Question: Reverse Thrust

Hello !
So I am a real avgeek and I have a good knowledge of aviation but unfortunately I still don‘t understand how the reverse thrust works. So I do know that the air is pushed in the other direction and this stops the plane but why does the engine creates thrust while it‘s reversed ?
Found this YT-video about it

Ok so my main question is: Why does the engine creates thrust while it’s reversed ? Does it spin in another direction?

So it‘s a bit embarrassing for me to ask this as I really know many things but yeah still have to learn a bit 😆

Thanks ✈️


It’s still spinning in the same direction per say it just diverts the thrust opposing forward motion.


Ok, but why is it spinning faster then ?

@DeerCrusher we need you here ;)


I don’t have the correct vocabulary but

Only the part in the exterior reverses, the central part with compressors and fuel injection stills produces trust.

I know in Geneva for example only IDLE reverses are authorised and it somehow works.


I removed the part on the gulfstream because I just learn different styles of reversers exist.

===============

Set of tasks:
1. List every line in the records below that contains the string "walkway", copying each one in full. Case matters.
2. Write the next part of the reverse thrust forum thread above, picking up after its last post.

Dataset entries:
===============

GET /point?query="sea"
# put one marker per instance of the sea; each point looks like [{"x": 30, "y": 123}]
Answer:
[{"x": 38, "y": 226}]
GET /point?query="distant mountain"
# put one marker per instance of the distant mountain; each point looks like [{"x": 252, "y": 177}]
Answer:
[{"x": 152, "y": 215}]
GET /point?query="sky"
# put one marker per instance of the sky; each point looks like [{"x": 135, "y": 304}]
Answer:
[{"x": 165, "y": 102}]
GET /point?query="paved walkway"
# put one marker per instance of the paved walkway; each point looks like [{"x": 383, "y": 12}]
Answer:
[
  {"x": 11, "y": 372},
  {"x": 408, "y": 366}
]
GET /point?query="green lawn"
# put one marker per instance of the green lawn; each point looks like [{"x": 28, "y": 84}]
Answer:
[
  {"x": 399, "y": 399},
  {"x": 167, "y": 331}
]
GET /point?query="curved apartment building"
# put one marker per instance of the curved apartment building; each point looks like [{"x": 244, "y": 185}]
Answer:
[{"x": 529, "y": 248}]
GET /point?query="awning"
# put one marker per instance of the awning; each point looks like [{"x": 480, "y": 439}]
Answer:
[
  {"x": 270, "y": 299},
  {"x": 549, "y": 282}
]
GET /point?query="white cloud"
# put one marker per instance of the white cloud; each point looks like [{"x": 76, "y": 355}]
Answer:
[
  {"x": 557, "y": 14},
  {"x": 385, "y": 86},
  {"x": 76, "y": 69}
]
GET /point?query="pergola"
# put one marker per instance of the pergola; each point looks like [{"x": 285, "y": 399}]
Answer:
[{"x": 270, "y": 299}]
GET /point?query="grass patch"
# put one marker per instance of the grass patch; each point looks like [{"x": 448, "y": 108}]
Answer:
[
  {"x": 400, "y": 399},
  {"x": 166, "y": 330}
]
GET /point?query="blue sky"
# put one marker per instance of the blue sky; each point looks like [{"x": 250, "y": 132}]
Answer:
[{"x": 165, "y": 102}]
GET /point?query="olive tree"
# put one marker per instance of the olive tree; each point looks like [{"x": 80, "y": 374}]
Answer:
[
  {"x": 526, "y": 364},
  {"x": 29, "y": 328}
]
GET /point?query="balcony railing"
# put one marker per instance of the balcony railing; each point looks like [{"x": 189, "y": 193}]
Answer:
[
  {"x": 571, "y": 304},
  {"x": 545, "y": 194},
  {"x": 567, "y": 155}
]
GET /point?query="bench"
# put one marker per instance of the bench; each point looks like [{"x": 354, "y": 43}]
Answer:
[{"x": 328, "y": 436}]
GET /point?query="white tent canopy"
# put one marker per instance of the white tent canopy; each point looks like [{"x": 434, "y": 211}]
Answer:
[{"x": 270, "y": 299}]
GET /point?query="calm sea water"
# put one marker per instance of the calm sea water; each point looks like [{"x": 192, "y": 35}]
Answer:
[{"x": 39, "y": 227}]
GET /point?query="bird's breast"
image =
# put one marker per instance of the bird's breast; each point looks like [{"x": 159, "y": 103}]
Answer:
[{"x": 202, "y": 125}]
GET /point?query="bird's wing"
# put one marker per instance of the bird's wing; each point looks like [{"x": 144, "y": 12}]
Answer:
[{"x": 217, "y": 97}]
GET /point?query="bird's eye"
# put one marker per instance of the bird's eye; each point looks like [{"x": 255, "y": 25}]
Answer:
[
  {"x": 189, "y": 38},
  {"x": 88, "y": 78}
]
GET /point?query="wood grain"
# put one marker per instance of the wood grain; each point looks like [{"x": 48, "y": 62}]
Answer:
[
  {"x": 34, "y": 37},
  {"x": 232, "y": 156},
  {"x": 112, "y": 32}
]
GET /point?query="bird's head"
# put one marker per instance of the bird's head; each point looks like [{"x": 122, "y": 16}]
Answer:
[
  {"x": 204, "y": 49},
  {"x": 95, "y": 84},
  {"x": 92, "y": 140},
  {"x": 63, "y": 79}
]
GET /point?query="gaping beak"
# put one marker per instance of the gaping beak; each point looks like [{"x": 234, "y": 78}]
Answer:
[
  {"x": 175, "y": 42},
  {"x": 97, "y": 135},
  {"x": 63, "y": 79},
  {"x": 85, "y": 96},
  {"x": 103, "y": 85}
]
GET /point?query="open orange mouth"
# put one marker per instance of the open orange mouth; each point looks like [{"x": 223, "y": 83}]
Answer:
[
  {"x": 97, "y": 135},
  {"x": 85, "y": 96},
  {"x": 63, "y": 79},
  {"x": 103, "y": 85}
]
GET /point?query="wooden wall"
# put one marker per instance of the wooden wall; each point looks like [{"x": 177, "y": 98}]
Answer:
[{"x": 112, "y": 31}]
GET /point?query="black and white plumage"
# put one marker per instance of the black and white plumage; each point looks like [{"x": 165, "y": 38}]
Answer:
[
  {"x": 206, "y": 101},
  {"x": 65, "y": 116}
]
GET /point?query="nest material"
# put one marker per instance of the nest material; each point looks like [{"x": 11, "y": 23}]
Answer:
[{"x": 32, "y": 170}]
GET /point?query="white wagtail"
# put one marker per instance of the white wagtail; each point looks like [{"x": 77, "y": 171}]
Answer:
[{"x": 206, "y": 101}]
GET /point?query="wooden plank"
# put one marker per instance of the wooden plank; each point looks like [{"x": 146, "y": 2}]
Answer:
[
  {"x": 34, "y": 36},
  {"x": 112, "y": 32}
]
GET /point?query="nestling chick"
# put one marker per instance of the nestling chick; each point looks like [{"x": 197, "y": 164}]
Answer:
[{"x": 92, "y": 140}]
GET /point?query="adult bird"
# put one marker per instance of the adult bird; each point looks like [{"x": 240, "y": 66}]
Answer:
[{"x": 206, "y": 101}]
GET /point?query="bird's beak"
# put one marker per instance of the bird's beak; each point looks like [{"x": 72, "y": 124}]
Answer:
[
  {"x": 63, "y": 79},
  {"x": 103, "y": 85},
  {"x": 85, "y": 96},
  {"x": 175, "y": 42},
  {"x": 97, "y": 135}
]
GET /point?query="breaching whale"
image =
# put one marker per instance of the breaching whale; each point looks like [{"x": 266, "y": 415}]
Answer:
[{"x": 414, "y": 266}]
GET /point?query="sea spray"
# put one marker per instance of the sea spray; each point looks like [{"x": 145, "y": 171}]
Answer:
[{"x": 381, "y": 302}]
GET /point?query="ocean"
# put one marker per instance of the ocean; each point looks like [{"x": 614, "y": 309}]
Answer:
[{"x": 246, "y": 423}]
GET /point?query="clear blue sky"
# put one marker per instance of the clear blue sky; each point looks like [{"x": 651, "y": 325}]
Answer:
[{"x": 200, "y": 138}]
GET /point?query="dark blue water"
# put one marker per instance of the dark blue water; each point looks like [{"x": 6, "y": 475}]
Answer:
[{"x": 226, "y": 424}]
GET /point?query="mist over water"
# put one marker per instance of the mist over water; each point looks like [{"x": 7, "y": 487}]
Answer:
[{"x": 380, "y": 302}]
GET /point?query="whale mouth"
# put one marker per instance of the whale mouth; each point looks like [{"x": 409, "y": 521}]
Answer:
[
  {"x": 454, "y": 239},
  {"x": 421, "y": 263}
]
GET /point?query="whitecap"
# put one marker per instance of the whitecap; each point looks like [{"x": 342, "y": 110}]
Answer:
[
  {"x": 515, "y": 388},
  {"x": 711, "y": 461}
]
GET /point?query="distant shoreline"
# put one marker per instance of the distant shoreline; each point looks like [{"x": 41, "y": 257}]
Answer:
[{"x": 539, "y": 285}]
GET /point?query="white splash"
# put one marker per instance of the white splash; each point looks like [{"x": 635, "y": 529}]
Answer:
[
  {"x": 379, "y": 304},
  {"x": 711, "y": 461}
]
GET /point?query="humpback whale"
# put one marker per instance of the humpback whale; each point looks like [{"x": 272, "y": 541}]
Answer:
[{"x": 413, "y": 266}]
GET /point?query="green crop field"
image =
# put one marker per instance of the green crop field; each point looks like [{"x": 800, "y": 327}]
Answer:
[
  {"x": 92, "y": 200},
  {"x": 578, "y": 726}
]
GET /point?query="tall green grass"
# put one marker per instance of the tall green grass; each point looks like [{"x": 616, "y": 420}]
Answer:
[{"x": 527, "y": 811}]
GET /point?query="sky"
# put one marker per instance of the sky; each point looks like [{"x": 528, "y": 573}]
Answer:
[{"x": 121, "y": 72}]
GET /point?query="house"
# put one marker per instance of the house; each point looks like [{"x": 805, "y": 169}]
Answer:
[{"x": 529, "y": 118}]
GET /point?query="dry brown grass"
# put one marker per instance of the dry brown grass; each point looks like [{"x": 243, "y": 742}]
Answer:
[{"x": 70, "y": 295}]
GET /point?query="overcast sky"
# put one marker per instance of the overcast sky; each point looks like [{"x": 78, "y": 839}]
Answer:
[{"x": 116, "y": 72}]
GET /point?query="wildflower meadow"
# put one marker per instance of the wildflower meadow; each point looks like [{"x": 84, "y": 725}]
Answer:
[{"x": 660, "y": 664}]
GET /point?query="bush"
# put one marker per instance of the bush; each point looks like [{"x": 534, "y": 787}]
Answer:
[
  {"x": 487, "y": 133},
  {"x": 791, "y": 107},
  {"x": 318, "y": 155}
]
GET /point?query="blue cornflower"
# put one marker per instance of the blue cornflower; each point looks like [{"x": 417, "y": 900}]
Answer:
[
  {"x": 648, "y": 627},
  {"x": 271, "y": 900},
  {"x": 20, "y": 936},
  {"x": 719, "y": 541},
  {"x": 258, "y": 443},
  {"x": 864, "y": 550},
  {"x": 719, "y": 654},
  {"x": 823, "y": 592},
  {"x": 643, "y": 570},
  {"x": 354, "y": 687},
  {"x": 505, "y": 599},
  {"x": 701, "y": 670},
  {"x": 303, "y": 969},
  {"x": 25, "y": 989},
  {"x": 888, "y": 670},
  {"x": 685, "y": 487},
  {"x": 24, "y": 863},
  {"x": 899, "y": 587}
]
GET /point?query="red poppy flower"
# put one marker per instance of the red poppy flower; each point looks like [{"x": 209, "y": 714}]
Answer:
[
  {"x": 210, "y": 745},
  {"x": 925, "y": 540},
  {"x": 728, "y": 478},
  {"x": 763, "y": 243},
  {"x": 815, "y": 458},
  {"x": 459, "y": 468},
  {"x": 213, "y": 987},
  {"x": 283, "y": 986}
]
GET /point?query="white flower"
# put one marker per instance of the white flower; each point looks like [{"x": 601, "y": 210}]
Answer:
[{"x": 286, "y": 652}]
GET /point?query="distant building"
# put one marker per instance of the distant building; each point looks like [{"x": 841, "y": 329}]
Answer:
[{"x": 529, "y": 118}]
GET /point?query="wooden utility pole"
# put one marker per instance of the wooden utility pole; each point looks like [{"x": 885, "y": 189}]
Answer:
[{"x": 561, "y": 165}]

===============

The results:
1.
GET /point?query="paved walkway"
# put one marker per instance of the paved walkway; each point looks like [{"x": 383, "y": 12}]

2.
So here’s the thing

Thrust reverser works by ceasing the cold duct with actuated internal annular flaps (most commonly used, 2 types, all on wing mounted engines) or external exhaust redirection mechanisms (used on most rear-mounted engines) to redirect cold flow (fan thrust) to the reverse direction (i.e. front of the aircraft) for increased drag (opposite force) thereby decelerating the aircraft quick enough before it runs out of RWY.

The reason the engines are throttled up when TR is deployed is because it is very inefficient for the engine to run in such way at low throttle. While hot flow from the engine is still pushing the aircraft forward, the fan thrust is nevertheless force blocked and had to immediately turn into an opposite direction therefore some energy must be wasted at the stagnation point right at those internal flaps and be converted into heat and sound, resulting the forced-forward airflow less momentum and force. That’s why You also hear loud wind noises when TR is deployed.

Yes I know that only exterior part with the cold air is responsible for the reverse thrust but why the engine creates thrust, the engines spin faster ?

IDLE thrust (no advanced throttle) still creates power. So whether you add thrust or not when reversing you still produce power.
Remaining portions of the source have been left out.